-- start Data excerpts --
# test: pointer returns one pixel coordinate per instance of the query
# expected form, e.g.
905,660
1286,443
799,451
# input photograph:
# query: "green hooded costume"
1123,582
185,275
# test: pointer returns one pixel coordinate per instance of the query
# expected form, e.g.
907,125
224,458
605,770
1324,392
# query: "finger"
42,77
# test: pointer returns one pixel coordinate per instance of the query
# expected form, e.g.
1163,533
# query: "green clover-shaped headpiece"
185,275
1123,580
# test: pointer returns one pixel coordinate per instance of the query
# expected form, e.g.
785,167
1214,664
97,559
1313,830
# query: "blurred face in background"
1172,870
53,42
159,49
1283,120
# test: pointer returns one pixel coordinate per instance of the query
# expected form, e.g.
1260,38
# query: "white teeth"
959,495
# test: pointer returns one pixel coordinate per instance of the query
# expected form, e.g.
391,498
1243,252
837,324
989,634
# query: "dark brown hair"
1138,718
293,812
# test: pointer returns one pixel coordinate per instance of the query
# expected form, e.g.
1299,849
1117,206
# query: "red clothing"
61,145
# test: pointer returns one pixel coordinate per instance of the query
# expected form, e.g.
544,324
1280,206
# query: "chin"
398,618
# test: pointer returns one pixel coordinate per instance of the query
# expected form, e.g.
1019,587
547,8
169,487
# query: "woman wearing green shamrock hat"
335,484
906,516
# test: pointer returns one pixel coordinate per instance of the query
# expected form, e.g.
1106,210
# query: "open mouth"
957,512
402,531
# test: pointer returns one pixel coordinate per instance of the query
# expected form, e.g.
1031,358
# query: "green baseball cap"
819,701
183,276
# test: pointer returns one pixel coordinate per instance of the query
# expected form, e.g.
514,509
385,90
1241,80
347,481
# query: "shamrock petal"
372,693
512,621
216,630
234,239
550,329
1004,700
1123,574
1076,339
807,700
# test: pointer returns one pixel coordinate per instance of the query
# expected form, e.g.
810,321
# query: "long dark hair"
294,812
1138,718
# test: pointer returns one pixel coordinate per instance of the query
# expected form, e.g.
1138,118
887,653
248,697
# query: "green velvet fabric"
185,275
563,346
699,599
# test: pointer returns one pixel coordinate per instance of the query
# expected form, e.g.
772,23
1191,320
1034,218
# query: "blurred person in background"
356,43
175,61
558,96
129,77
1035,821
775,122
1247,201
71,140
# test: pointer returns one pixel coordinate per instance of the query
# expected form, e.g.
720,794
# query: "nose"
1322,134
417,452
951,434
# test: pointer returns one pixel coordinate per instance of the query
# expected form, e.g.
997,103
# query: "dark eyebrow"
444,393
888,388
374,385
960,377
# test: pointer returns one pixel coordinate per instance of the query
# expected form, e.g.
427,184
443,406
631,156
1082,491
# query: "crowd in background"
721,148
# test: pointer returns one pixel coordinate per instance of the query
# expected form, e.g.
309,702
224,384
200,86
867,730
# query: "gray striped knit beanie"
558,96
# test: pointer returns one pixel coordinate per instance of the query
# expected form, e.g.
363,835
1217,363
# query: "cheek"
-- end Data excerpts --
### Exercise brief
Reproduce the material above exactly; please quote every line of it.

### The output
# test: pointer returns one pixel coordinate per instance of the query
# expected form, e.g.
905,660
1286,443
799,451
# input photograph:
# query: "green hooded costume"
1123,582
185,275
# test: pointer returns one pixel coordinate per instance of the query
# expected form, e.g.
907,125
224,458
605,770
1324,392
# query: "finger"
42,77
# test: pointer returns one pixel coordinate per instance of the query
# expected form, e.g.
1163,533
# query: "green clover-shaped headpiece"
185,275
1123,580
# test: pointer returns one pixel coordinate per instance of the query
# expected form, e.g.
785,167
1214,664
97,559
1313,830
# query: "blurred face in background"
1172,870
53,42
159,49
1283,120
# test: pointer returns one pixel coordinate per instance of the query
# expected form, e.g.
1260,38
# query: "white teeth"
959,495
# test: pointer returns one pixel coordinate per instance of the query
# expected form, e.g.
391,498
1243,252
837,324
989,634
# query: "dark brown hair"
1138,718
293,812
# test: pointer returns one pixel coordinate per instance of the query
# expected form, e.g.
1299,849
1117,206
# query: "red clothing"
61,145
# test: pointer returns one pixel coordinate per instance of the query
# expected form, e.g.
544,324
1280,206
# query: "chin"
398,618
# test: pointer returns one pixel coordinate per instance of the query
# expected form, e.g.
1019,587
547,8
169,487
# query: "woman wearing green shamrock hat"
335,484
906,516
# test: pointer returns one pixel coordinate per instance of the query
# expected form, e.g.
1106,210
# query: "open mouth"
957,512
402,531
# test: pointer returns one pixel coordinate per instance of the query
# expected form, e.g.
1031,358
# query: "green baseball cap"
819,701
183,276
# test: pointer returns one pixel coordinate per instance of the query
# expected form, e.g.
514,509
385,90
1241,80
347,481
# query: "shamrock petal"
372,693
512,621
216,630
234,239
550,329
1004,700
1123,574
1076,339
807,700
# test: pointer returns one pixel coordinate per instance of the query
# expected form, e.g.
810,321
# query: "long dark hair"
294,812
1138,718
# test: pointer returns one pixel coordinate per instance of the query
# expected form, e.g.
1138,118
887,653
248,697
# query: "green velvet fabric"
185,275
563,346
699,599
# test: pointer returns one pixel coordinate per instance of the query
# expected form, e.g.
772,23
1191,320
1034,218
# query: "blurred person in background"
356,43
175,61
558,96
129,77
1035,821
775,122
1247,201
71,140
# test: pointer returns one pixel coordinate per instance of the query
# expected form, e.g.
720,794
# query: "nose"
1322,134
417,452
951,434
# test: pointer returns one pixel coordinate per instance of the query
# expected form, e.g.
997,103
# query: "dark eyebrow"
444,393
888,388
374,385
960,377
# test: pointer returns one pixel coordinate per instance of the query
# expected form, e.g.
427,184
443,406
631,156
1082,491
# query: "crowd in background"
721,148
# test: pointer returns one pixel coordinate per instance of the query
# expected form, e.g.
309,702
224,384
200,86
867,730
# query: "gray striped knit beanie"
558,96
# test: pointer returns one pixel coordinate per instance of the query
# expected form, e.g.
363,835
1217,363
# query: "cheek"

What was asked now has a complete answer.